## やること
下にある、拾った犬を交番に届けに行った話の続きを、最後の文のあとから書いてください。

## 本文
╔══
窃盗物語2006年10月26日 23時54分33秒

押さえ込み~

脱ぎたて服はとりあえず押さえ込む。


普段は非常に穏やか、というより状況を把握するのに時間がかかるためにすばやい反応ができないワタシ。
でも、こんなワタシなのに・・・派出所の椅子を投げて暴れようかと思ったくらいお巡りさんに対してキレたことがある。
もうちょっとで逮捕されていたかもしれませんわ。ほほ。


それはもう10年も前のこと。
ぴぐモンを拾ったものの、ぴぐモンの元飼い主のことが気になるワタシでありました。

ぴぐモンを捨てて、その後で猫を飼っていたところまでは調べがついている。
そういう理解しがたいヤツであるから、「その犬はうちの犬です。返して」と言ってくるかもしれない。
なぜなら、ぴぐモンは世界で一番かわいい犬だし。(←すでにこちらも理解しがたいお仲間である)


その頃、犬に関する本を読んでいたら、気になる記述があった。
「野良犬を保護して1年。大事に飼っていたが元の飼い主が現れた。返してほしいと言うが情が移っていて手放したくない」
この場合、元飼い主に返さなくてはならないのだそうだ。
でも、警察に拾得物として届けていて、半年経っていたら返さなくていいのだという。


では、さっそく警察に届けなくてはいけない、と思ったのです。
近くの交番に、トコトコと出かけていきました。

お巡りさんに言ったわけです。
「犬を拾ったので、拾得物の届けがしたいです」

するとお巡りさんは、眉をしかめた。
「はあー? 犬を拾った? 拾得物? どういう犬ですか?」
「雑種です」

「雑種ー?」

あとでつらつら考えると、このお巡りさんは、ワタシの言うことを全然信用していなかったわけですね。
╚══
## 渡された行
╔══
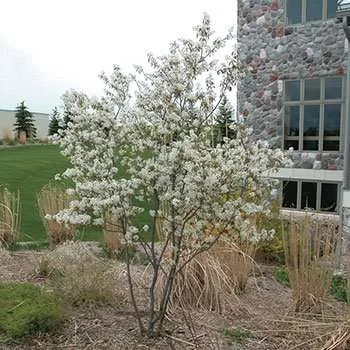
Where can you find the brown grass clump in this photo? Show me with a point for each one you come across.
(112, 237)
(51, 200)
(9, 216)
(310, 252)
(213, 279)
(80, 276)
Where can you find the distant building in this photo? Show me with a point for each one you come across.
(7, 119)
(293, 93)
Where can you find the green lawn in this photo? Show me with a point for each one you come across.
(28, 169)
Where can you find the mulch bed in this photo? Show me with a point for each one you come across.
(263, 319)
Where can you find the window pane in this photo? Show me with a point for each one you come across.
(331, 8)
(333, 88)
(311, 120)
(291, 143)
(294, 11)
(314, 10)
(310, 145)
(332, 114)
(291, 121)
(290, 190)
(292, 90)
(308, 195)
(329, 145)
(312, 89)
(329, 197)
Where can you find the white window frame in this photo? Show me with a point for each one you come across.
(301, 103)
(303, 13)
(318, 195)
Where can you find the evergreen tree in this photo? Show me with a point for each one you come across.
(24, 121)
(224, 118)
(54, 124)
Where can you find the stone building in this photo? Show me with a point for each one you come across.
(292, 93)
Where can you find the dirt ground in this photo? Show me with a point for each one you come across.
(262, 319)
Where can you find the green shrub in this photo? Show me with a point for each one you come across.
(27, 309)
(339, 288)
(236, 335)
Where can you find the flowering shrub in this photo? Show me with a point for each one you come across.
(156, 125)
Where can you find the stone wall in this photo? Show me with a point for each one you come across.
(270, 52)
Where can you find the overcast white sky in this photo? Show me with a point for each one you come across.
(49, 46)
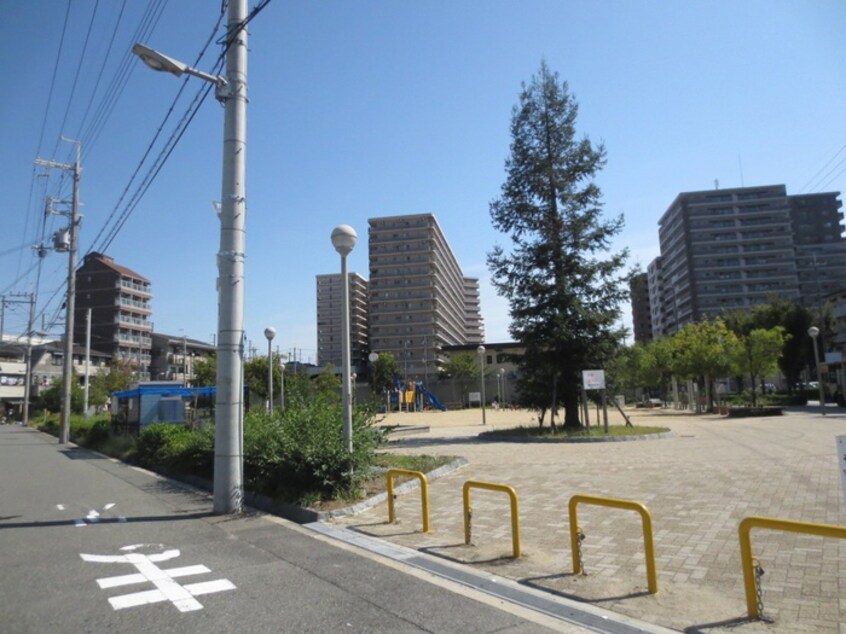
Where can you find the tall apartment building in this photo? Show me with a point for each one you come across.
(420, 301)
(329, 305)
(728, 249)
(119, 299)
(641, 316)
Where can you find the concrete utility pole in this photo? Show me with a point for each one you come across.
(70, 302)
(87, 362)
(232, 91)
(28, 359)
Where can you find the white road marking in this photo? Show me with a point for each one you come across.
(166, 589)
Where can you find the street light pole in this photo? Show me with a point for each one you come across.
(270, 333)
(343, 239)
(232, 90)
(481, 351)
(814, 332)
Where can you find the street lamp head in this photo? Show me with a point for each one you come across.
(344, 238)
(159, 61)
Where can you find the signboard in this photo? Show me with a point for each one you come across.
(593, 379)
(841, 462)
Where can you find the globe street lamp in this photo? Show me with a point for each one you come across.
(232, 91)
(270, 333)
(481, 351)
(814, 332)
(343, 239)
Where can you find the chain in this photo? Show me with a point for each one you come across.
(759, 572)
(581, 538)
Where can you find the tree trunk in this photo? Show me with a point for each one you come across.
(571, 412)
(554, 407)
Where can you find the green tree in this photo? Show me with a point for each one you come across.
(563, 286)
(703, 351)
(464, 368)
(51, 398)
(758, 354)
(204, 371)
(328, 383)
(119, 377)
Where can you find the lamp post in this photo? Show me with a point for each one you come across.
(281, 384)
(270, 333)
(232, 91)
(343, 239)
(814, 332)
(481, 351)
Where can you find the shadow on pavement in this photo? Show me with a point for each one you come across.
(728, 623)
(534, 582)
(108, 520)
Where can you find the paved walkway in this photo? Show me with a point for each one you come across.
(698, 485)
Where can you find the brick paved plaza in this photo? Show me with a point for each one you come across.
(698, 484)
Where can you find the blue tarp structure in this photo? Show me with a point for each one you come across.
(162, 390)
(133, 410)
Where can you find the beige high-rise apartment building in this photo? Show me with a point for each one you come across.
(329, 306)
(420, 301)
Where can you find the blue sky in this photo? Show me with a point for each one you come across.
(369, 108)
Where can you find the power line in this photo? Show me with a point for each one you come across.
(108, 233)
(822, 169)
(79, 66)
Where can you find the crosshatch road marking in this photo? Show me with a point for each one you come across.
(166, 588)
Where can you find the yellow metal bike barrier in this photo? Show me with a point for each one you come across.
(646, 517)
(424, 494)
(515, 519)
(750, 580)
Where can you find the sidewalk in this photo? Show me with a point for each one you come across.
(698, 485)
(88, 544)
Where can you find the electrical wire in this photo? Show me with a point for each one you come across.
(109, 233)
(79, 66)
(822, 169)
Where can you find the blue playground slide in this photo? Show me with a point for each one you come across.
(432, 398)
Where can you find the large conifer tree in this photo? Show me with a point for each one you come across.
(563, 286)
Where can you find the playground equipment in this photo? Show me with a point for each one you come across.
(431, 397)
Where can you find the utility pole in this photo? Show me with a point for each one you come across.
(28, 359)
(87, 362)
(70, 303)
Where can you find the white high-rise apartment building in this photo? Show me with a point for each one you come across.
(728, 249)
(419, 298)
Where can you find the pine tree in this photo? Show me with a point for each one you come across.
(564, 297)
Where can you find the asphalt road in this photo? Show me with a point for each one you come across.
(88, 544)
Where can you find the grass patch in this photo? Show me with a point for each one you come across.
(422, 463)
(597, 431)
(378, 481)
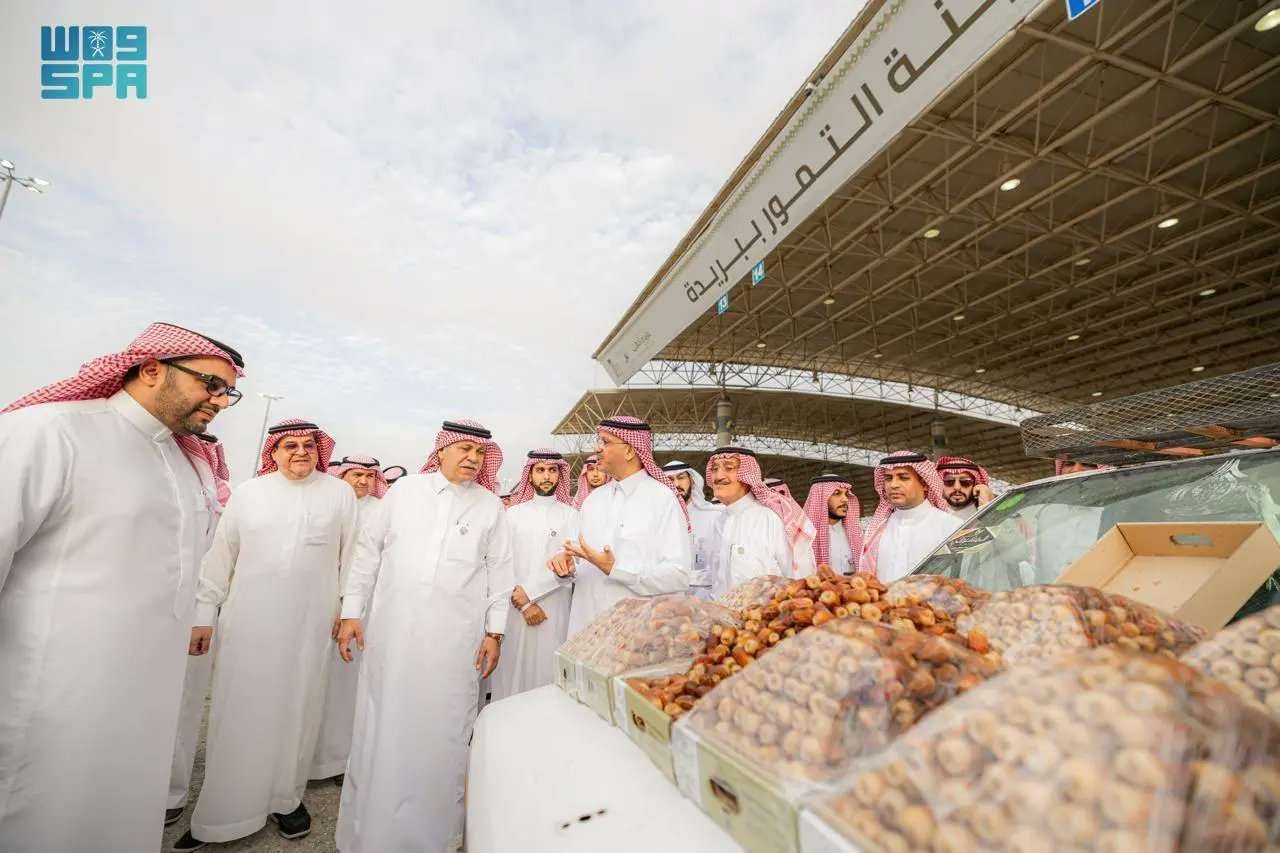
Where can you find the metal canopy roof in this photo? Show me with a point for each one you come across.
(1137, 236)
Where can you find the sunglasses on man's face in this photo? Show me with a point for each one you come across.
(215, 386)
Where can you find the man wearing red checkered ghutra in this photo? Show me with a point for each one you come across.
(109, 503)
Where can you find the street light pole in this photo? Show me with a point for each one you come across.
(266, 416)
(9, 178)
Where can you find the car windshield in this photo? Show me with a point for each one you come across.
(1032, 533)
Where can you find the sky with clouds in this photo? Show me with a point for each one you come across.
(398, 211)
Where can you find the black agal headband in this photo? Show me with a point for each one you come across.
(479, 432)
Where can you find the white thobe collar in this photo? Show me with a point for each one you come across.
(289, 480)
(740, 505)
(629, 486)
(123, 402)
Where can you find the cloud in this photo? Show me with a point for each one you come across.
(417, 211)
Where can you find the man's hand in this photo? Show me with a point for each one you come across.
(602, 560)
(535, 615)
(201, 638)
(348, 628)
(562, 564)
(487, 656)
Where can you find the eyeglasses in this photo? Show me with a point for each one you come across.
(215, 386)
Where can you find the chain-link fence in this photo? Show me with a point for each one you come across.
(1238, 410)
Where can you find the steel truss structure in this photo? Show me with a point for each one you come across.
(700, 374)
(1102, 208)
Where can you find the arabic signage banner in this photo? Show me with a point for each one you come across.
(906, 56)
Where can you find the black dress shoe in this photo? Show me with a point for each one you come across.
(186, 844)
(296, 824)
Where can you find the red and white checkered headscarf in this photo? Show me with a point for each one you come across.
(524, 489)
(639, 436)
(222, 474)
(295, 427)
(1060, 463)
(928, 475)
(816, 507)
(103, 377)
(963, 464)
(355, 461)
(584, 488)
(795, 523)
(467, 430)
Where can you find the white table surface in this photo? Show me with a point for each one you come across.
(540, 761)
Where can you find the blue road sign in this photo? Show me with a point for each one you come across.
(1077, 8)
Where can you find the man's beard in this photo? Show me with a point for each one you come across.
(174, 410)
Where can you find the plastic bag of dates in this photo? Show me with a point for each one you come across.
(1107, 751)
(831, 696)
(755, 592)
(1040, 623)
(654, 630)
(949, 594)
(1246, 656)
(586, 641)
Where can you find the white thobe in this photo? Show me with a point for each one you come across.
(195, 690)
(333, 746)
(753, 543)
(909, 537)
(274, 568)
(103, 520)
(435, 570)
(839, 553)
(704, 518)
(643, 524)
(538, 530)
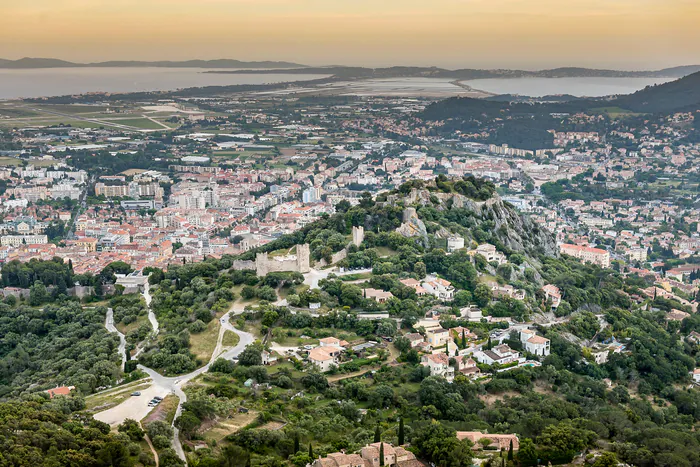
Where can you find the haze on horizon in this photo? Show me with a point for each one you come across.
(534, 34)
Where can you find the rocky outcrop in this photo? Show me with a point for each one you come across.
(413, 227)
(514, 230)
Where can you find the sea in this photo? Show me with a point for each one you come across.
╚══
## 出力はこちら
それもそのはず。
犬を拾って警察に届けるような人は、まず、いないのだ。
しかも雑種の犬。
ありえねー、のだ。

そうなると考えられることはただ一つ。

こいつは血統書つきの値段が高い犬を盗んで、それを自分の物にしようとしている。
犯罪者だ。

「拾った日はいつですか」

ここでワタシは、「早く半年経ってほしい」と思ったばかりに、ウソをついてしまいました。
ほんとは7月なのに、2月です、と言ってしまったのです。
そしたらすでに半年じゃん、というアサハカさ。
でも、必要な期間は届けを出してから半年であって、拾ってから半年ではありませんから。


すでに犯人の取り調べと思っているお巡りさんvsでたらめこいているワタシという不毛な対決がはじまったというわけです。


「2月。あんたね、それ窃盗だよ」

ええ~~っ!

「2週間以内に届けないと、窃盗だから」

ええ~~っ! 
かわいそうな家なき犬を保護して、窃盗!
ぶち切れるワタシ。

「2月と言ったのは間違いです。拾ったのは5日前です」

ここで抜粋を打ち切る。